_Text to read_:
◇ ◇ ◇ ◇ ◇

“The first rule of fieldwork is that you have to be genuine and come in wanting to be a part of their lives; thus we wear very simple clothes that don’t stand out or make us look like we consider ourselves better than this space”, said my colleague, when I asked her how she had gained the trust and respect of the community over the years. I looked at my pristine Anokhi kurta and understood what she meant. It was suggested in the most innocuous and respectful manner, but I understood the implication that I wasn’t going to win any hearts, floating into the slums of Kumbharwada wearing my upscale clothing. This was my first lesson in fieldwork and humility that the work required from me.
Working in the field was much harder than I expected it to be. The first week in the field had me wheezing and coughing, physically and mentally drained and exhausted. The naive me had imagined it to be like the stereotypical pictures one sees of the developmental world: impeccably dressed outsiders and the community people shining their pearly whites at each other. The reality, though, was very different. Reaching the Kumbharwada slums required two shared auto changes, squeezing between other passengers wherever one got space and waiting for long spells for the shared auto to reach its maximum passenger capacity. Swirls of dust flying all around (as Bhavnagar is in the desert region after all) and bumpy rides that would require holding onto anything stable in the shared auto.
My routine included buying the sturdiest pair of closed shoes, wrapping my face with a Dupatta to ensure no dust stuck to my face, wearing long cotton gloves to protect my hands from the piercing sun, and carrying my sturdy rucksack packed with my staple water bottle.
Unlike the photographs I’d seen, mine had me arrive at the Balsena children’s collective points with a shiny face and hair coated with dust (despite the dupatta), mismatched kurta-salwar set, shoes caked with grime, and sweating profusely. Nothing about it felt glamourous or soul-stirring. It was a hard work, day in and day out.

◇ ◇ ◇ ◇ ◇

_Required work_:
- 1) From the fieldwork account above, repeat word for word the passage starting with "Unlike the photographs" and going on through "and day out.".
- 2) Translate this sentence from the fieldwork account into Spanish: "Working in the field was much harder than I expected it to be."
- 3) Turn the paragraph of the fieldwork account that begins "My routine included" into a bulleted list that keeps its main facts.

[Rows from a box labeling dataset]
◇ ◇ ◇ ◇ ◇

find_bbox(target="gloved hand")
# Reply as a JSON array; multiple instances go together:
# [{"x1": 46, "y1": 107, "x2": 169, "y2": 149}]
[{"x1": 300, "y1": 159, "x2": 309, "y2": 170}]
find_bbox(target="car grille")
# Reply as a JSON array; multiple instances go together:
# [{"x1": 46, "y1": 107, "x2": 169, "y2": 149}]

◇ ◇ ◇ ◇ ◇

_Response list_:
- 1)
Unlike the photographs I’d seen, mine had me arrive at the Balsena children’s collective points with a shiny face and hair coated with dust (despite the dupatta), mismatched kurta-salwar set, shoes caked with grime, and sweating profusely. Nothing about it felt glamourous or soul-stirring. It was a hard work, day in and day out.

- 2) Trabajar en el campo fue mucho más difícil de lo que esperaba.

- 3)
- Bought the sturdiest pair of closed shoes
- Wrapped the face with a dupatta so no dust would stick to it
- Wore long cotton gloves to protect the hands from the piercing sun
- Carried a sturdy rucksack packed with a water bottle